(Rows from a pointing dataset)

☆ ☆ ☆ ☆ ☆

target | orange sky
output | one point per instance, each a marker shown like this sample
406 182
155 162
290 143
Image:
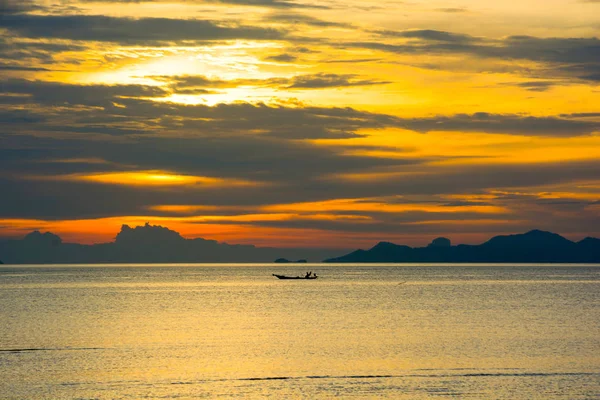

☆ ☆ ☆ ☆ ☆

• Directions:
Write out all of the rows above again, substituting "dot" for "marker" and changing nothing else, and omit the pictures from your answer.

• Exercise response:
target | orange sky
output | one point per instance, each a dot shown like this sample
406 182
155 162
290 143
Image:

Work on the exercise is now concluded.